(Directions):
Copy out each line below exactly as written.

**** Dataset content

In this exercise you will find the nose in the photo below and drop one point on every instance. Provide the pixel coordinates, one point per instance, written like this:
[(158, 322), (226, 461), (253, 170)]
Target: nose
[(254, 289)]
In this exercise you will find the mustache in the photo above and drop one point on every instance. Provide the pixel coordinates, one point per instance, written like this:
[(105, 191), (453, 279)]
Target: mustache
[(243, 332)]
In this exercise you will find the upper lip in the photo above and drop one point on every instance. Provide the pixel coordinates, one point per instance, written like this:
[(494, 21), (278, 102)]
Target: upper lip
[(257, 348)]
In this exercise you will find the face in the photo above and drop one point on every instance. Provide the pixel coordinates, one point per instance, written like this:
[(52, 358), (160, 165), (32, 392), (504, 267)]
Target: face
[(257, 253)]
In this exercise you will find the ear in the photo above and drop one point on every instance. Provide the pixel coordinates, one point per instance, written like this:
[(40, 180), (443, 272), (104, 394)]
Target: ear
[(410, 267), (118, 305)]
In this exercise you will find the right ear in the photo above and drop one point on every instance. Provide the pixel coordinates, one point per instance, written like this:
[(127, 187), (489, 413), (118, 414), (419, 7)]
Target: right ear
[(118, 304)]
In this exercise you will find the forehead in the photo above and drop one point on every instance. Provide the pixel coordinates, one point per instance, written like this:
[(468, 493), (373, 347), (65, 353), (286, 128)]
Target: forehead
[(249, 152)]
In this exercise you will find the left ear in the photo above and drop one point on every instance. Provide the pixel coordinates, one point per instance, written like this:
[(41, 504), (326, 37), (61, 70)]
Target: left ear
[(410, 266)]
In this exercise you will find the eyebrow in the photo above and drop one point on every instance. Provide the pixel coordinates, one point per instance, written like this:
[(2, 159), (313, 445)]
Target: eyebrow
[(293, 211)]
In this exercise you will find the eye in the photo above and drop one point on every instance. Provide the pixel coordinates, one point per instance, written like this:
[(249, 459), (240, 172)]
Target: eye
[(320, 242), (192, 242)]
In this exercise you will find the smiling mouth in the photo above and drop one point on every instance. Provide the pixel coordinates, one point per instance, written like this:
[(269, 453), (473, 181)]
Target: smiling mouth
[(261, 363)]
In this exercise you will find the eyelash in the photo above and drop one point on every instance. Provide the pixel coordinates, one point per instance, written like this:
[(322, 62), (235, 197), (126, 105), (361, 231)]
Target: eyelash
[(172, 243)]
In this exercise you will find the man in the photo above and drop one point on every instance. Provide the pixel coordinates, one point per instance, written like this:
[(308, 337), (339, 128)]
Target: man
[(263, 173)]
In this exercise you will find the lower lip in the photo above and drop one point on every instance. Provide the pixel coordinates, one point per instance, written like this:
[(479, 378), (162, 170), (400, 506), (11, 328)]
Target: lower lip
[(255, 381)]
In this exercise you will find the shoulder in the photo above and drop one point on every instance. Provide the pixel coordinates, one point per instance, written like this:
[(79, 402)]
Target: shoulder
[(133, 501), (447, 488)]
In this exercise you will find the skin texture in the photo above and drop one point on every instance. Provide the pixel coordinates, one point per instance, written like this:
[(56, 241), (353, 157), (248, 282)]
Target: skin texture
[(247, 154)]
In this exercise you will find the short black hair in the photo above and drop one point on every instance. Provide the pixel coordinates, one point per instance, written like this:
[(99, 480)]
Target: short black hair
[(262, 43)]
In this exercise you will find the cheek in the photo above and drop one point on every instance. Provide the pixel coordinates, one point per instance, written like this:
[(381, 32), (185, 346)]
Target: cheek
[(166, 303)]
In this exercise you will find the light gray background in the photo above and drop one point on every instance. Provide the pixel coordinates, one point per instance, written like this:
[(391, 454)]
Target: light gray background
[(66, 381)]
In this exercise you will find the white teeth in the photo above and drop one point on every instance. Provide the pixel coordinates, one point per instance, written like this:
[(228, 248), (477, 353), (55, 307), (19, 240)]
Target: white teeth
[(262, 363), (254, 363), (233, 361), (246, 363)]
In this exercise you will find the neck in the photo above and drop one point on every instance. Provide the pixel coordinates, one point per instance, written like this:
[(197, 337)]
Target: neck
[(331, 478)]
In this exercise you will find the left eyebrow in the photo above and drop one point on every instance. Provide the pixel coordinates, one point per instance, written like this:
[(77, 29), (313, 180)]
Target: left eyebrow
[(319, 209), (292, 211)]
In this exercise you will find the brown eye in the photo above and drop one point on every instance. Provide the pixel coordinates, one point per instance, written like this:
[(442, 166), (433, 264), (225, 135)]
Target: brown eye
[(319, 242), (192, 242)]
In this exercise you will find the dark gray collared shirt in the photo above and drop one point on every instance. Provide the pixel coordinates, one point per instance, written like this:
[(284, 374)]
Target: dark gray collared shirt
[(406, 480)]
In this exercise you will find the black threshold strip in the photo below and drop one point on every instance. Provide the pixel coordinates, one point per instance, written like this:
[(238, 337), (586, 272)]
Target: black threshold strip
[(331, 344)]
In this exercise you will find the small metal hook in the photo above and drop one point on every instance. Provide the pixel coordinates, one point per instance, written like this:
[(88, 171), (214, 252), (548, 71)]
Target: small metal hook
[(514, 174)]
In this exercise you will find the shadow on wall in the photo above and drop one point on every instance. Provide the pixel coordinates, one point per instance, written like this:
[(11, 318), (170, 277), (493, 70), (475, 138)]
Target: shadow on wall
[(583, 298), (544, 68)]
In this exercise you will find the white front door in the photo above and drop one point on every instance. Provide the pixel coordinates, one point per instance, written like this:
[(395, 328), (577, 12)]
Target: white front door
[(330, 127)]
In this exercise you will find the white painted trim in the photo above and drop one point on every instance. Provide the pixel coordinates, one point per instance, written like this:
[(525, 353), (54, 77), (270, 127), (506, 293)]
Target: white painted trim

********

(Task response):
In this exercise you will find the nose in the photo below and drop one point on every instance. Provide the pixel coordinates, one point per instance, written like this:
[(158, 322), (226, 461), (253, 170)]
Target: nose
[(254, 289)]
In this exercise you will find the mustache in the photo above and drop one point on every instance. Provide the pixel coordinates, one point per instance, written like this:
[(105, 191), (453, 279)]
Target: mustache
[(243, 332)]
In this exercise you will find the upper lip in the photo above and drop one point on every instance. Provide the pixel coordinates, one point per instance, written like this:
[(494, 21), (278, 102)]
Target: upper lip
[(257, 348)]
In this exercise you will find the face in the photo above and drop one point on every instance. Provide the pixel coordinates, one point per instance, written like this:
[(52, 358), (160, 165), (32, 392), (504, 267)]
Target: face
[(257, 253)]
In this exercise you will find the ear in the photo above and drop one point on every instance. Provide the pixel coordinates, one point per instance, written like this:
[(40, 180), (443, 272), (104, 394)]
Target: ear
[(410, 267), (118, 305)]
In this exercise you will find the right ear in the photo above and drop one point on every instance. Provide the pixel coordinates, one point per instance, written like this:
[(127, 187), (489, 413), (118, 414), (419, 7)]
Target: right ear
[(118, 304)]
In this exercise you will find the forehead in the photo above and drop one point on every instance. Provide the pixel coordinates, one point per instance, written like this:
[(468, 493), (373, 347), (65, 353), (286, 128)]
Target: forehead
[(249, 152)]
In this exercise you will find the left ear in the photo above and drop one point on every instance. Provide the pixel coordinates, one point per instance, written like this:
[(41, 504), (326, 37), (61, 70)]
Target: left ear
[(410, 266)]
In this exercise you will find the eyebrow in the photo above and drop one point on every instance. Provide the pixel coordinates, one point per instance, written like this:
[(2, 159), (313, 445)]
Target: eyebrow
[(293, 211)]
In this exercise you will find the eye in the photo above and drop one point on every instance. Provide the pixel coordinates, one point per instance, written like this:
[(249, 459), (240, 172)]
Target: eye
[(320, 242), (192, 242)]
In this exercise you will find the smiling mouth in the photo above and drop one point on every instance. Provide the pixel coordinates, one point per instance, written like this:
[(269, 453), (473, 181)]
Target: smiling mouth
[(261, 363)]
In this exercise you will find the eyelash in the photo above and drop one point on every instance. Provide the pixel coordinates, one point per instance, written like this:
[(322, 62), (235, 197), (126, 105), (361, 231)]
Target: eyelash
[(172, 243)]
In this exercise you will find the man in the photo above and drop one point on every instance. Provide the pixel coordinates, one point per instance, written like this:
[(308, 337), (339, 128)]
Target: man
[(263, 173)]
In this exercise you will find the lower lip in the photo above and drop one point on every instance. Provide the pixel coordinates, one point per instance, written like this:
[(479, 378), (162, 170), (400, 506), (11, 328)]
Target: lower lip
[(255, 381)]
In this exercise you will find the shoulder in the photo above and drop one point on every instance. Provide the pixel coordinates, one point per instance, written like this:
[(79, 402)]
Target: shoulder
[(133, 501), (447, 488)]
In this exercise you will find the skin texture in the photo above and drop one point on every instance. Provide the pixel coordinates, one point per instance, written like this:
[(56, 241), (353, 157), (248, 282)]
Target: skin texture
[(247, 154)]
In this exercise you will find the short black hair in the photo above and drop one point on every instance. Provide the pixel coordinates, one point per instance, written like this:
[(99, 480)]
Target: short black hair
[(262, 43)]
In this exercise you will find the cheek in the photo above and drop one point on every instance. Provide the pixel coordinates, one point per instance, written like this:
[(381, 32), (185, 346)]
Target: cheek
[(166, 303)]
In this exercise you will find the light gray background in the photo above and drop one point on every instance. Provide the pixel coordinates, one point per instance, written like this:
[(391, 454)]
Target: light gray background
[(66, 381)]
In this exercise you will find the white teeth in the photo above and drop one point on every instance. Provide the pixel coordinates, one point per instance, written like this:
[(228, 248), (477, 353), (55, 307), (19, 240)]
Target: white teeth
[(262, 363), (254, 363), (233, 361), (246, 363)]
In this exercise you will find the neck in the photo above and drop one point on every instance. Provide the pixel coordinates, one point per instance, written like this:
[(197, 337)]
Target: neck
[(331, 478)]
In this exercise you will find the left eyebrow in the photo above and drop one point on every instance. Provide the pixel coordinates, one point per instance, written like this:
[(77, 29), (313, 180)]
Target: left eyebrow
[(319, 209), (292, 211)]
In this exercise you will find the brown eye in the photo above and drop one point on every instance. Provide the pixel coordinates, one point per instance, written like this:
[(442, 166), (433, 264), (225, 135)]
Target: brown eye
[(319, 242), (192, 242)]
In this exercise you will find the dark gray collared shirt in the photo above and drop one point on every instance. Provide the pixel coordinates, one point per instance, written like this:
[(284, 374)]
Target: dark gray collared shirt
[(406, 480)]
In this exercise you will find the black threshold strip in the photo below and drop one point on every instance. Provide the pixel coordinates, one point per instance, written like this:
[(238, 337), (586, 272)]
Target: black threshold strip
[(331, 344)]
In this exercise you will find the small metal hook in the photo above and drop one point on every instance. Provide the pixel coordinates, one point per instance, written like this:
[(88, 171), (214, 252), (548, 71)]
Target: small metal hook
[(514, 174)]
In this exercise you will find the shadow on wall in the photo above and drop one point on every instance. Provide the pixel coordinates, one point per instance, written like this:
[(11, 318), (170, 277), (493, 70), (475, 138)]
Target: shadow on wall
[(583, 298), (544, 68)]
In this exercise you will find the white front door in the photo above and drop one point on every instance. Provide the pixel coordinates, one point per instance, written like this:
[(395, 328), (577, 12)]
Target: white front door
[(330, 127)]
In this exercise you will find the white painted trim in the photo above and drop one point on every instance. Provide the pixel coordinates, one point per instance, written like this:
[(525, 353), (54, 77), (270, 127), (506, 293)]
Target: white painted trim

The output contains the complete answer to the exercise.